== Teks yang Diekstrak ==

Pemanasan Global Mempercepat Emisi Karbon Dioksida dari Mikroba Tanah

By Ricky Jenihansen, Rabu, 28 Juni 2023 | 18:00 WIB
Karbon dioksida dari mikroba tanah telah mempercepat pemanasan global. (Thinkstockphoto)

Nationalgeographic.co.id—Hasil penelitian dari ETH Zurich dengan menggunakan teknik simulasi menemukan, bahwa pemanasan global mempercepat emisi karbon dioksida dari mikroba tanah. Padahal, peningkatan konsentrasi karbon dioksida di atmosfer merupakan katalis utama pemanasan global.

Temuan peneliti, diperkirakan seperlima karbon dioksida di atmosfer berasal dari sumber tanah. Ini sebagian disebabkan oleh aktivitas mikroorganisme, termasuk bakteri, jamur, dan mikroorganisme lain di tanah.

Mikroorganisme tersebut menguraikan bahan organik di dalam tanah dengan memanfaatkan oksigen, seperti bahan tanaman yang telah mati.

Selama proses ini, karbon dioksida dilepaskan ke atmosfer. Para ilmuwan menyebutnya sebagai respirasi tanah heterotrofik.

Hasil penelitian ini telah diterbitkan dalam jurnal ilmiah Nature Communications. Jurnal tersebut dipublikasikan dengan judul "Global warming accelerates soil heterotrophic respiration" dan merupakan jurnal akses terbuka.

Tim peneliti dari ETH Zurich, Swiss Federal Institute for Forest, Snow and Landscape Research WSL, Swiss Federal Institute of Aquatic Science and Technology Eawag, dan University of Lausanne telah mencapai kesimpulan yang signifikan.

Studi mereka menunjukkan bahwa emisi karbon dioksida atau CO2 oleh mikroba tanah ke atmosfer bumi tidak hanya diperkirakan akan meningkat, tetapi juga meningkat secara global pada akhir abad ini.

Dengan menggunakan proyeksi, mereka menemukan bahwa pada tahun 2100, emisi karbon dioksida dari mikroba tanah akan meningkat.

Emisi karbon dioksida berpotensi mencapai peningkatan hingga sekitar empat puluh persen secara global, dibandingkan dengan tingkat saat ini, di bawah skenario perubahan iklim terburuk.

== Cuplikan Dataset ==

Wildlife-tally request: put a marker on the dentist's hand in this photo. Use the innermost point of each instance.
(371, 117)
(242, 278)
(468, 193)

== Tugas dan Latihan ==
a – Salin kembali bagian teks tentang emisi karbon dioksida dari mikroba tanah mulai dari "By Ricky Jenihansen, Rabu, 28" sampai "lain di tanah.", lalu ganti "atmosfer" dengan "lapisan udara".
b – Menurut teks tentang emisi karbon dioksida dari mikroba tanah, di jurnal ilmiah apa hasil penelitian itu diterbitkan?
c – Teruskan teks tentang emisi karbon dioksida dari mikroba tanah setelah kalimat terakhirnya.
Materi tersebut sama sekali tidak dipakai di sini.

== Jawaban Tiap Tugas ==
a –
By Ricky Jenihansen, Rabu, 28 Juni 2023 | 18:00 WIB
Karbon dioksida dari mikroba tanah telah mempercepat pemanasan global. (Thinkstockphoto)

Nationalgeographic.co.id—Hasil penelitian dari ETH Zurich dengan menggunakan teknik simulasi menemukan, bahwa pemanasan global mempercepat emisi karbon dioksida dari mikroba tanah. Padahal, peningkatan konsentrasi karbon dioksida di lapisan udara merupakan katalis utama pemanasan global.

Temuan peneliti, diperkirakan seperlima karbon dioksida di lapisan udara berasal dari sumber tanah. Ini sebagian disebabkan oleh aktivitas mikroorganisme, termasuk bakteri, jamur, dan mikroorganisme lain di tanah.

b – Nature Communications.

c –
“Dengan demikian, proyeksi peningkatan emisi karbon dioksida mikroba akan semakin berkontribusi pada meningkatnya pemanasan global, menekankan kebutuhan mendesak untuk mendapatkan perkiraan yang lebih akurat dari tingkat respirasi heterotrofik,” kata Alon Nissan.

Nissan adalah penulis utama studi dan Postdoctoral di ETH Zurich, Rekan di Institut Teknik Lingkungan ETH Zurich.

Kelembaban tanah dan suhu sebagai faktor kunci

Temuan ini tidak hanya mengkonfirmasi studi sebelumnya. Akan tetapi juga memberikan wawasan yang lebih tepat tentang mekanisme dan besarnya respirasi tanah heterotrofik di zona iklim yang berbeda.

Alon Nissan mengembangkan model matematika baru yang berbeda dengan model lain yang bergantung pada banyak parameter. Model Nissan menyederhanakan proses estimasi dengan hanya memanfaatkan dua faktor lingkungan penting: kelembaban tanah dan suhu tanah.

Model tersebut mewakili kemajuan yang signifikan karena mencakup semua tingkat yang relevan secara biofisik, mulai dari skala mikro struktur tanah dan distribusi air tanah hingga komunitas tanaman seperti hutan, seluruh ekosistem, zona iklim, dan bahkan skala global.

Peter Molnar, seorang profesor di Institut Teknik Lingkungan ETH, menyoroti pentingnya model teoretis ini yang melengkapi model Sistem Bumi yang besar.

Ia menyatakan, "Model ini memungkinkan estimasi tingkat respirasi mikroba yang lebih mudah berdasarkan kelembaban tanah dan suhu tanah."

Selain itu, ini meningkatkan pemahaman kita tentang bagaimana respirasi heterotrofik di berbagai wilayah iklim berkontribusi terhadap pemanasan global.

Emisi karbon dioksida kutub meningkat dua kali lipat

Temuan utama dari kolaborasi penelitian yang dipimpin oleh Peter Molnar dan Alon Nissan adalah bahwa peningkatan emisi karbon dioksida mikroba bervariasi di seluruh zona iklim.

Di daerah kutub dingin, penyumbang utama peningkatan tersebut adalah penurunan kelembaban tanah daripada kenaikan suhu yang signifikan, tidak seperti di zona panas dan sedang.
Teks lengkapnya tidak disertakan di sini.